(Image point grounding data)
######

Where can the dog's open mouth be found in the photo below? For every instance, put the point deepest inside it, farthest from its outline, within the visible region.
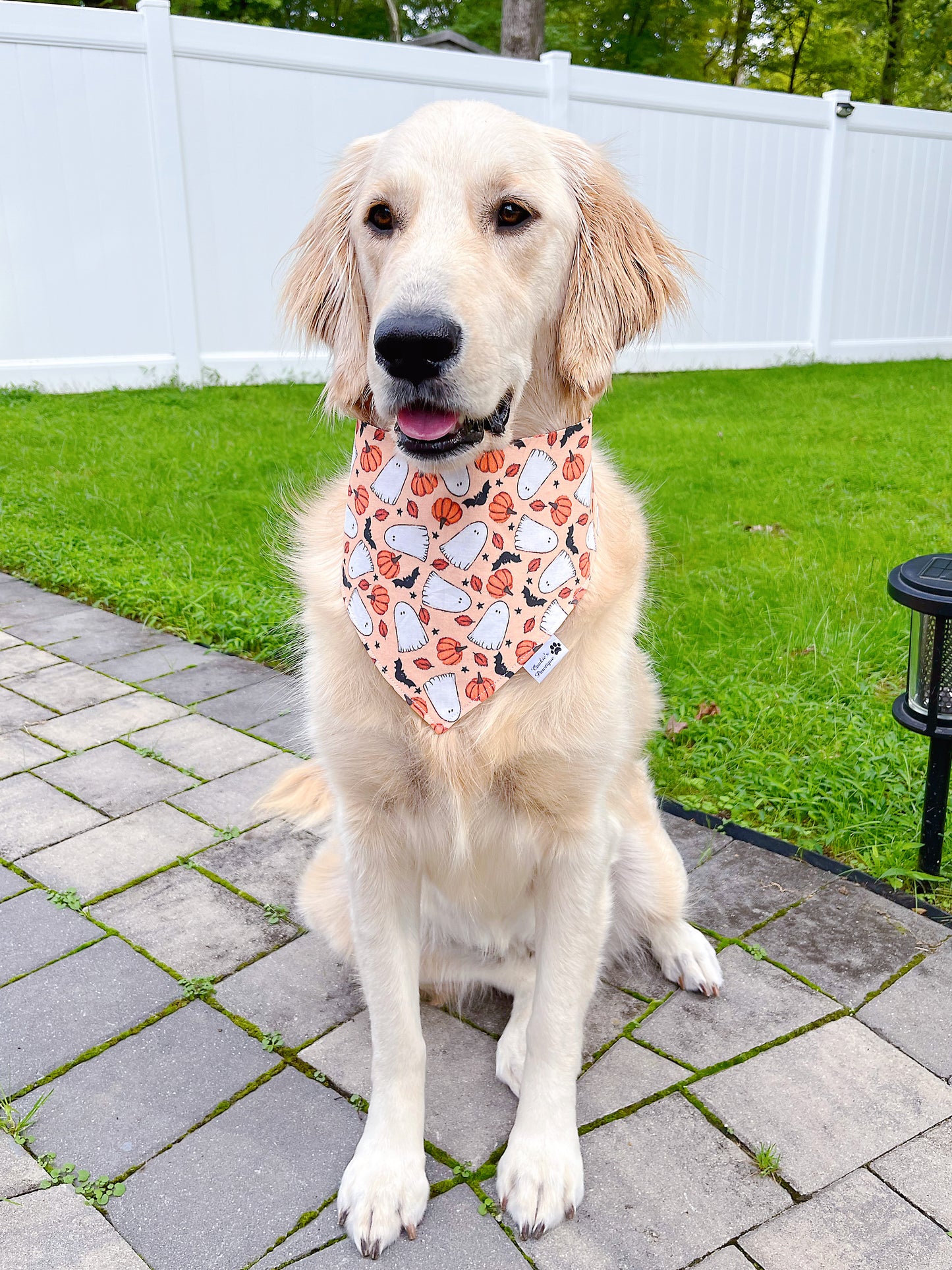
(427, 432)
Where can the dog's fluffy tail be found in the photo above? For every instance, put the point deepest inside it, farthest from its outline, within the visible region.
(301, 797)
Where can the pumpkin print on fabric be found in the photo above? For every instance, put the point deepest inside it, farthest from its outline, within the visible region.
(465, 564)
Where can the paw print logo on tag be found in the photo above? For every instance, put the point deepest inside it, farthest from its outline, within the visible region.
(545, 660)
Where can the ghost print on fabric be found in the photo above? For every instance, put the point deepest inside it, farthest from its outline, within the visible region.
(452, 581)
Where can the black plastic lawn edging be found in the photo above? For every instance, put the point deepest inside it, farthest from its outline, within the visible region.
(779, 848)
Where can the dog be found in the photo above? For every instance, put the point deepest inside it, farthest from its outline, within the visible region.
(474, 275)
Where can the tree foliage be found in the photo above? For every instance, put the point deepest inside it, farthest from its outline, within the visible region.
(894, 51)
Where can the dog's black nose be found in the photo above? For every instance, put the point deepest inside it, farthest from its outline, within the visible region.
(416, 347)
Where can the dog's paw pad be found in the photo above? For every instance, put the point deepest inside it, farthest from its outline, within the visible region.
(382, 1193)
(540, 1182)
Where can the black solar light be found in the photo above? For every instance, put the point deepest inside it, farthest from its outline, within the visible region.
(924, 586)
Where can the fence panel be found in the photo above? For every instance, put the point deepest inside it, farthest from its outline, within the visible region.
(156, 171)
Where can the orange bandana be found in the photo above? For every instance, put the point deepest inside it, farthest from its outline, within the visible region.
(455, 581)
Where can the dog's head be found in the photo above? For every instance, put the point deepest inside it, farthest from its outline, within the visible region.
(474, 275)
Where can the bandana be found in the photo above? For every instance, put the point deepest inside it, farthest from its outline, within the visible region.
(456, 581)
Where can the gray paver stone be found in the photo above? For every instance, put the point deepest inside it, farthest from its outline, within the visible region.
(99, 633)
(627, 1074)
(609, 1010)
(663, 1188)
(857, 1225)
(224, 1194)
(11, 883)
(68, 687)
(19, 752)
(287, 730)
(267, 863)
(248, 708)
(32, 933)
(725, 1259)
(17, 712)
(692, 840)
(743, 886)
(758, 1004)
(453, 1234)
(205, 747)
(848, 940)
(922, 1171)
(190, 923)
(211, 678)
(820, 1099)
(19, 1171)
(56, 1230)
(115, 779)
(34, 815)
(117, 1109)
(98, 724)
(916, 1014)
(230, 800)
(26, 604)
(174, 654)
(468, 1112)
(68, 1008)
(298, 991)
(117, 852)
(24, 658)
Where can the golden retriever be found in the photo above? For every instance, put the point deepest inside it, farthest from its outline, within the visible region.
(474, 275)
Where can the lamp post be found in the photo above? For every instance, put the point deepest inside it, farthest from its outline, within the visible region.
(924, 586)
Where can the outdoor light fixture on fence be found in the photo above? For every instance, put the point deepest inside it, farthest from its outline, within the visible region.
(924, 586)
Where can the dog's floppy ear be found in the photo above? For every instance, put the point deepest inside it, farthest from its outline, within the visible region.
(625, 276)
(323, 299)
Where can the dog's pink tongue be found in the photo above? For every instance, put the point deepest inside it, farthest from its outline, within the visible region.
(427, 424)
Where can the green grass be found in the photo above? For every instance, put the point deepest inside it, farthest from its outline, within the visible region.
(167, 505)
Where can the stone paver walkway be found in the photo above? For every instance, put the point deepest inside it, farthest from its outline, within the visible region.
(197, 1047)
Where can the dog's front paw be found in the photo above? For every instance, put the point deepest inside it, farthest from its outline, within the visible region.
(382, 1192)
(540, 1179)
(687, 959)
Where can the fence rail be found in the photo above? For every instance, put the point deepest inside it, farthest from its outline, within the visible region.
(156, 169)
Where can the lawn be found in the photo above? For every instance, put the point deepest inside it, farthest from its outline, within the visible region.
(779, 501)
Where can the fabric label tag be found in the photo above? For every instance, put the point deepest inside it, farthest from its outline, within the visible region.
(545, 658)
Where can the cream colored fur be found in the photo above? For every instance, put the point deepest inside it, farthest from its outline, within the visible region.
(523, 848)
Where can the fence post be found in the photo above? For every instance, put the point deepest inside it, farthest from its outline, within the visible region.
(839, 108)
(557, 72)
(171, 181)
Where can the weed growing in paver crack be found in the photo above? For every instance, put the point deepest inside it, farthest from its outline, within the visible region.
(16, 1124)
(193, 990)
(96, 1190)
(65, 900)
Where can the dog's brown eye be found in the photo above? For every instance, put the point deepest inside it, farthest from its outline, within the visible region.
(509, 215)
(381, 217)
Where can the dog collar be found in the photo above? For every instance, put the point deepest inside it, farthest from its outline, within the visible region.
(456, 581)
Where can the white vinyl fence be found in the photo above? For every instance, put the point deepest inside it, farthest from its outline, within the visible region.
(154, 171)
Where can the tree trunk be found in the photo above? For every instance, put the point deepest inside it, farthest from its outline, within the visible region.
(394, 18)
(894, 50)
(742, 30)
(798, 51)
(523, 28)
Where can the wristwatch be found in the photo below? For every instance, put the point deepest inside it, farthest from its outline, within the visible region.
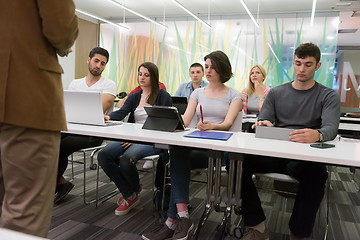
(321, 137)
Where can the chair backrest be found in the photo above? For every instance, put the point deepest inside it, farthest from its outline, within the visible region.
(193, 121)
(237, 124)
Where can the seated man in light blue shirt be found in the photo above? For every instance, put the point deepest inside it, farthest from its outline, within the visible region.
(196, 72)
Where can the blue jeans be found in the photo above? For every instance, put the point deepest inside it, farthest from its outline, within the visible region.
(119, 164)
(182, 160)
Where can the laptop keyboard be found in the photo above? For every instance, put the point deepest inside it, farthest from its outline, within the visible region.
(111, 122)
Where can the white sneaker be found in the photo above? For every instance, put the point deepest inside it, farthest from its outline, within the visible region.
(148, 164)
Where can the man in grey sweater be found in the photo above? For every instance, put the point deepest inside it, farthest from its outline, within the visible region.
(313, 110)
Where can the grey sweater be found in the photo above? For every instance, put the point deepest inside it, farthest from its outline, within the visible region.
(315, 108)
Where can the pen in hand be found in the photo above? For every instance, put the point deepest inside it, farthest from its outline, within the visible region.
(201, 114)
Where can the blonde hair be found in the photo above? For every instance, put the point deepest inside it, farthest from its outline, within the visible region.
(251, 88)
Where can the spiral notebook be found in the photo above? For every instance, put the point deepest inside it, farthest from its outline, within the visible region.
(223, 136)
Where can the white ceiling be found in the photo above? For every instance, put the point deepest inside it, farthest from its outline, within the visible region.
(160, 10)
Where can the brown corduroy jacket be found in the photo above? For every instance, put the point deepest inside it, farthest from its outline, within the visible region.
(33, 32)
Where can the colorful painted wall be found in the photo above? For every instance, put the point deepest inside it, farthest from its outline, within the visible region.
(184, 42)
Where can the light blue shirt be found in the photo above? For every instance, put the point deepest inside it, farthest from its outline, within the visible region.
(186, 89)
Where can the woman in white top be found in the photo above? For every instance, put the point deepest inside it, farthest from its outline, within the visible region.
(118, 159)
(220, 106)
(254, 95)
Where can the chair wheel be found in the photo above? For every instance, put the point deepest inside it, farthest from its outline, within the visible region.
(93, 166)
(238, 233)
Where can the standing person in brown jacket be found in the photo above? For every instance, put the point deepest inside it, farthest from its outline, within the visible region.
(31, 108)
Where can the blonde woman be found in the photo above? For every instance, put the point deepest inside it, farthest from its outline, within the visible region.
(254, 95)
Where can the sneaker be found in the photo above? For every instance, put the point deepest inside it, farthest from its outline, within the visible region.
(160, 232)
(253, 234)
(121, 198)
(126, 205)
(182, 228)
(62, 191)
(148, 164)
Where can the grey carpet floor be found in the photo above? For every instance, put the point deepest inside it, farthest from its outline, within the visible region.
(74, 220)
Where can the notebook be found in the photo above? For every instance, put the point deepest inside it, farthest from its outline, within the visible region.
(223, 136)
(85, 107)
(180, 103)
(163, 118)
(273, 133)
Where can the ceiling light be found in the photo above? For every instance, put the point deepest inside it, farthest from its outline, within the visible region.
(102, 19)
(344, 4)
(138, 14)
(313, 13)
(272, 50)
(196, 17)
(248, 11)
(351, 30)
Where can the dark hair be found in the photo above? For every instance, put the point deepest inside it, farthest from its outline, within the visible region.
(154, 79)
(221, 64)
(308, 50)
(101, 51)
(196, 65)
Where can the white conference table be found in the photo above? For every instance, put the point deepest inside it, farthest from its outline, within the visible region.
(349, 120)
(344, 154)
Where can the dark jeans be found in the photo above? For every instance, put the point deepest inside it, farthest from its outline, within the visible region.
(119, 164)
(182, 160)
(312, 178)
(70, 144)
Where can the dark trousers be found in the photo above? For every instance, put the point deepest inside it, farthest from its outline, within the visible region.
(70, 144)
(312, 178)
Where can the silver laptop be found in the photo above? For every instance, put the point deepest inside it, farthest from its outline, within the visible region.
(85, 107)
(273, 132)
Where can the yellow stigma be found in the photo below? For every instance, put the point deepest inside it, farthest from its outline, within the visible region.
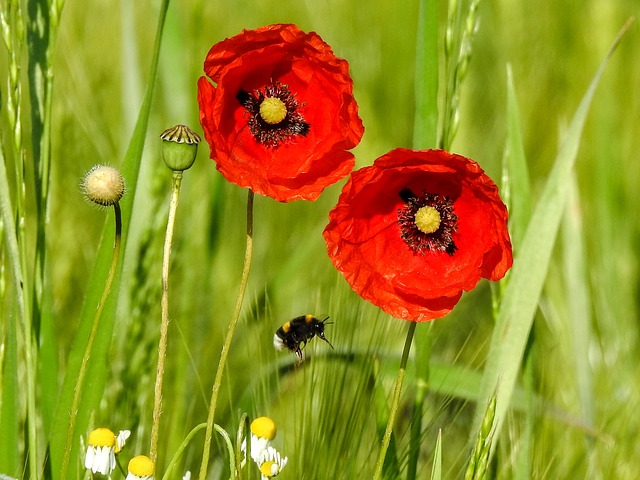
(102, 437)
(273, 110)
(141, 466)
(264, 427)
(427, 219)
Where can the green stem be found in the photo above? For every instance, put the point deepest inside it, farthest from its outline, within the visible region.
(395, 401)
(227, 343)
(87, 353)
(164, 305)
(422, 361)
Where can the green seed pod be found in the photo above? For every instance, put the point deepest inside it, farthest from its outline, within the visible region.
(179, 147)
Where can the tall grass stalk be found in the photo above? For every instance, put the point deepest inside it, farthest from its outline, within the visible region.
(521, 296)
(12, 24)
(235, 316)
(164, 325)
(425, 135)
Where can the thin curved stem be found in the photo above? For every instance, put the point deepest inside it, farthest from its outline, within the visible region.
(395, 401)
(164, 305)
(77, 392)
(227, 343)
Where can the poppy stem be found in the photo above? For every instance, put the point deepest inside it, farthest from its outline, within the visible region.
(395, 401)
(227, 342)
(164, 305)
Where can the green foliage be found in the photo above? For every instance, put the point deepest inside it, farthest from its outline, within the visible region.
(567, 382)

######

Retype exactly. Start at the line with "Where can the poppy" and stop at the last line of the data.

RESPONSE TO THE TASK:
Where can the poppy stem be found in the photo above? For every instance, put the point deepest inside it, farthest from its outline, within the visible region.
(395, 401)
(227, 342)
(164, 305)
Where can the green foliage be found in the photo above? For every instance, put the point deepest inside it, farthest from its outline, within the visible region.
(567, 382)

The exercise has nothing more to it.